:: Provided data ::
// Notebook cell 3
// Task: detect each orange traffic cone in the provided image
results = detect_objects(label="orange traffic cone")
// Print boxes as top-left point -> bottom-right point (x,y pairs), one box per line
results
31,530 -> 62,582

--

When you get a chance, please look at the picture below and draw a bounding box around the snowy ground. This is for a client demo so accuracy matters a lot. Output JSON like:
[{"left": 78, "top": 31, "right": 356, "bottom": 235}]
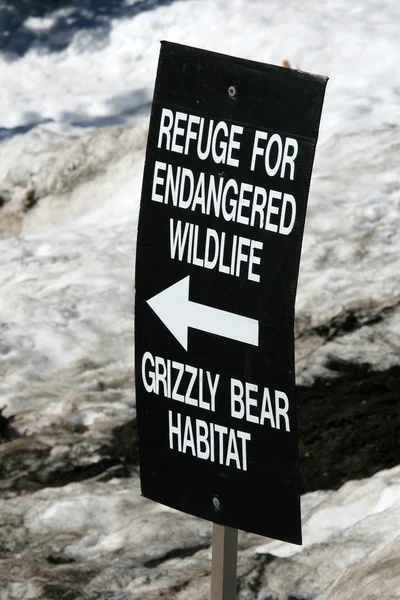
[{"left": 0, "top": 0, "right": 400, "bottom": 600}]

:: Task to complete ::
How many lines of the records above contain the string "bottom", with case counting? Give only the number.

:: Task response ::
3